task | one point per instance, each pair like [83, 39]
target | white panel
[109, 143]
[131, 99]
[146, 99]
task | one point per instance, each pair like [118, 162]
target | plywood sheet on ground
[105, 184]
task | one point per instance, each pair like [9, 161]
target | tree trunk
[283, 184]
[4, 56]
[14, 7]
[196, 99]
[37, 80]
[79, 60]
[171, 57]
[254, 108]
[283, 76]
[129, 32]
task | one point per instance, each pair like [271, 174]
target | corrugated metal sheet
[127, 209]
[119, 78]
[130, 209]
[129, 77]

════════════════════

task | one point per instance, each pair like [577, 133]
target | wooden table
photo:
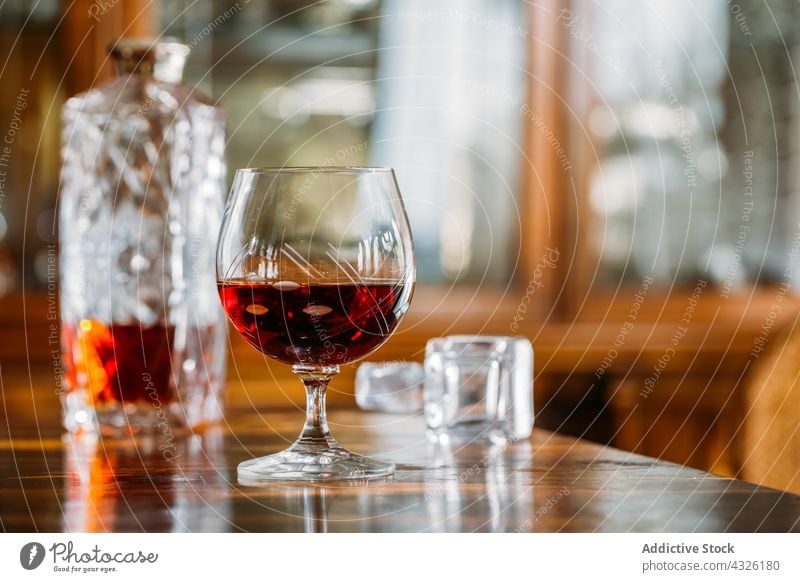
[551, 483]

════════════════════

| Problem description |
Some lines of the records may hold the word "like". How many do? Answer with a number and nothing else.

| Task result |
5